Extracted data Start Marker
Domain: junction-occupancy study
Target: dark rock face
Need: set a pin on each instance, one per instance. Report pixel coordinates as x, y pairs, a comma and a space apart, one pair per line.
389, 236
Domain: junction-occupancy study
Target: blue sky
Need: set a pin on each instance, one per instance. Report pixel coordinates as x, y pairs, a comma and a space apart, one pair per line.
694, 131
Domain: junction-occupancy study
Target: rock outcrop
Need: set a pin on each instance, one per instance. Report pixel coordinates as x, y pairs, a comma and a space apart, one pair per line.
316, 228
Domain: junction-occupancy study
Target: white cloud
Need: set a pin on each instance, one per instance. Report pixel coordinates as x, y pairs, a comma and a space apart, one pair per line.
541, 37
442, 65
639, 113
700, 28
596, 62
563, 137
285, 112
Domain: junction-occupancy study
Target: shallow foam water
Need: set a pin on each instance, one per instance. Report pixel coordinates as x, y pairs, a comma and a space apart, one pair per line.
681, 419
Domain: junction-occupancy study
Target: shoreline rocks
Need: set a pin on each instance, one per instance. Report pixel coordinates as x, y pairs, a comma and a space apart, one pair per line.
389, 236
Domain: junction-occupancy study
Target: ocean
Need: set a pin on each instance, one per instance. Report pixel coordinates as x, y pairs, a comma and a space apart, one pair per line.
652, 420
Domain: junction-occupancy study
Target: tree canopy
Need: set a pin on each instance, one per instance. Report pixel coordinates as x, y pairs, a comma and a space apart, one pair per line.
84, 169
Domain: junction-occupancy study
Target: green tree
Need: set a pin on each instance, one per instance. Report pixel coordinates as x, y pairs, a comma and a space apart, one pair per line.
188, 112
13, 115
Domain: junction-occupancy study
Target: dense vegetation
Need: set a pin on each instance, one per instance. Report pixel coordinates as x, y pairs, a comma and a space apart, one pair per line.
Extracted data End Marker
--- Exercise instructions ---
Across the data above, count every line with "Target" in it and write only the total.

--- Solution ---
10